- _À faire_
Recopiez mot pour mot, s'il vous plaît, le passage du texte sur l'école valaisanne qui va de « 1. Redonner aux » à « répercuter dans d’autres. ».

- _Texte affiché_
※ ※ ※
Il faut commencer par redire que, comparativement aux autres cantons, l’école valaisanne ne va pas mal du tout ; les tests Pisa d’ailleurs la situent en bonne place, et il est important que cette excellence, toujours menacée, perdure dans les années à venir. Il en va de la crédibilité d’un canton qui n’a pas d’université et dont les étudiants sont appréciés. Cependant, le DECS devrait rapidement devenir le DICS, c’est-à-dire mettre l’accent non sur l’éducation mais sur l’instruction. En effet, la difficulté éducative que rencontrent bien des parents, le laxisme, le désarroi, l’interrogation sur les valeurs à promouvoir, les a poussés à demander à l’école de faire ce qu’elle n’a pas vocation de faire au premier chef : éduquer. L’école doit instruire ; l’éducation est d’abord l’affaire des familles : c’est dans la collectivité des citoyens qu’on instruit ; c’est dans l’intimité des familles qu’on éduque. Ce glissement progressif de l’instruction vers l’éducation a transformé le professeur en éducateur, ce qu’il n’est pas, et ce qu’il ne veut pas être.

 

Quatre mesures générales s’imposent globalement

  1. Redonner aux fondamentaux leur place centrale à l’école. En effet, commencent à apparaître des problèmes liés à la maîtrise de la langue maternelle : l’orthographe est moins sûre qu’elle ne l’était il y a dix ans encore; la grammaire, cette structure de base de l’expression non seulement verbale mais encore conceptuelle, commence à perdre de sa prépondérance ;  la compréhension des mots dans des phrases un peu complexes devient vacillante. Ces fondamentaux doivent être maintenus car il ne s’agit pas d’une branche à part, mais du tronc même de la formation, et des carences dans ces domaines finissent par se répercuter dans d’autres.
※ ※ ※
- _Liste fournie_
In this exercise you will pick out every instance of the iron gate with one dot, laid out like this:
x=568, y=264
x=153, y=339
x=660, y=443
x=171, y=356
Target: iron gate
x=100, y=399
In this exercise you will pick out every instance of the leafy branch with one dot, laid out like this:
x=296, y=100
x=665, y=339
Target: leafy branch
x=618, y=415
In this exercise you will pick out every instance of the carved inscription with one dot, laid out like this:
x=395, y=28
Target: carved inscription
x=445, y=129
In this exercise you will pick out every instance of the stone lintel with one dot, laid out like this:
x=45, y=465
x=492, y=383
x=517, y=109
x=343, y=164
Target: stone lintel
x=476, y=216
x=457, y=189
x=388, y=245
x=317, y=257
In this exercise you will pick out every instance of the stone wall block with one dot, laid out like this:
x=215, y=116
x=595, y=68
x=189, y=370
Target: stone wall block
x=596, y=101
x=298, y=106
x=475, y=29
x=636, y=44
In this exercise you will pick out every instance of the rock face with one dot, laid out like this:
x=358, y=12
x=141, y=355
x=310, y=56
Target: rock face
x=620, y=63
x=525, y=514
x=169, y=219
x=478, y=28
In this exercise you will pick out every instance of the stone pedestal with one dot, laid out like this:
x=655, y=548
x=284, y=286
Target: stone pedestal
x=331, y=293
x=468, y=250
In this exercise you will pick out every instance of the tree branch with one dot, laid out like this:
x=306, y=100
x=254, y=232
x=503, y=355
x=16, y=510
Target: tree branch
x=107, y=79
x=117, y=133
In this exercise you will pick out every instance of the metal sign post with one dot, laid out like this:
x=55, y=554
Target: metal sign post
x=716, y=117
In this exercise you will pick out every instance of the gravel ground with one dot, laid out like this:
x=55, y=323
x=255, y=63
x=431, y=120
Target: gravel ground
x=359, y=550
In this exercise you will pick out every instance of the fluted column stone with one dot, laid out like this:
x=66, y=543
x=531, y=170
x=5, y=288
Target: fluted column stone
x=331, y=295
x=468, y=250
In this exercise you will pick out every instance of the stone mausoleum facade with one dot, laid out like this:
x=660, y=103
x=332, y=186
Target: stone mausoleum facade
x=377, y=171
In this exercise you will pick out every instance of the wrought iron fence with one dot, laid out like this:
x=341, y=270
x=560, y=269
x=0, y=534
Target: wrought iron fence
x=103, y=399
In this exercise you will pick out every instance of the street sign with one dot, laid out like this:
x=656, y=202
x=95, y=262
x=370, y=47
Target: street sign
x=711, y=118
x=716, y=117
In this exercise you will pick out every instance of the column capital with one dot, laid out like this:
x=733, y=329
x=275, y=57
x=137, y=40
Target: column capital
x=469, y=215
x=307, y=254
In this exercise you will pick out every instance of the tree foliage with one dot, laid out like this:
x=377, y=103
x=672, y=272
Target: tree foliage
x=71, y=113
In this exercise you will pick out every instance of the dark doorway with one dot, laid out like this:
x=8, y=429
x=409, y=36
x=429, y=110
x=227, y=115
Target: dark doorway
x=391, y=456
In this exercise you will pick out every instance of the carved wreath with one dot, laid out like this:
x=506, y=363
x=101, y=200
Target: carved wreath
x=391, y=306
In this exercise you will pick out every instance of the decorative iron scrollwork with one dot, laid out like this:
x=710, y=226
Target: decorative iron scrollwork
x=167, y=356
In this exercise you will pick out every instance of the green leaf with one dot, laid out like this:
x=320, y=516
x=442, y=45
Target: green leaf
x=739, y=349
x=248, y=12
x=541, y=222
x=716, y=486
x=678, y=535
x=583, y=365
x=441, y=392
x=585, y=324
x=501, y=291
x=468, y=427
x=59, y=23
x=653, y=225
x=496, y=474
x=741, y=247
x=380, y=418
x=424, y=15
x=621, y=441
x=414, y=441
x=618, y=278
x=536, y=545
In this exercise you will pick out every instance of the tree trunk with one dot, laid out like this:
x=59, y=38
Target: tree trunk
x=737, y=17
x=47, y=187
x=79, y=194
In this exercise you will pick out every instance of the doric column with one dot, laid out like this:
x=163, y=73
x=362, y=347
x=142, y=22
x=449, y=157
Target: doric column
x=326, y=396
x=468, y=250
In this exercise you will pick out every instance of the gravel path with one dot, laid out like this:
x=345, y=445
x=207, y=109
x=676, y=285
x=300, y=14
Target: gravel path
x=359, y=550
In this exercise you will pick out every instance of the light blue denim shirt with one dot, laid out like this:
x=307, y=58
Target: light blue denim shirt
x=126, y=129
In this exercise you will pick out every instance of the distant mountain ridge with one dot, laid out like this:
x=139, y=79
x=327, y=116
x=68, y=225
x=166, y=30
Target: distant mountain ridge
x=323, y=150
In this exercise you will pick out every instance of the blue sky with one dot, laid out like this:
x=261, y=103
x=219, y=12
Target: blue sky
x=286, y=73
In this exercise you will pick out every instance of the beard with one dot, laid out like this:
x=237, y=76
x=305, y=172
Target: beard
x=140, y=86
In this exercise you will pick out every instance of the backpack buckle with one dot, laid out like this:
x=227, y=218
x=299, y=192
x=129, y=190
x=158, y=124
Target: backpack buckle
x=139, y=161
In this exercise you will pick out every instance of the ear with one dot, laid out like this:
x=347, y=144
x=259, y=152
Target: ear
※ ※ ※
- _Tâche terminée_
1. Redonner aux fondamentaux leur place centrale à l’école. En effet, commencent à apparaître des problèmes liés à la maîtrise de la langue maternelle : l’orthographe est moins sûre qu’elle ne l’était il y a dix ans encore; la grammaire, cette structure de base de l’expression non seulement verbale mais encore conceptuelle, commence à perdre de sa prépondérance ;  la compréhension des mots dans des phrases un peu complexes devient vacillante. Ces fondamentaux doivent être maintenus car il ne s’agit pas d’une branche à part, mais du tronc même de la formation, et des carences dans ces domaines finissent par se répercuter dans d’autres.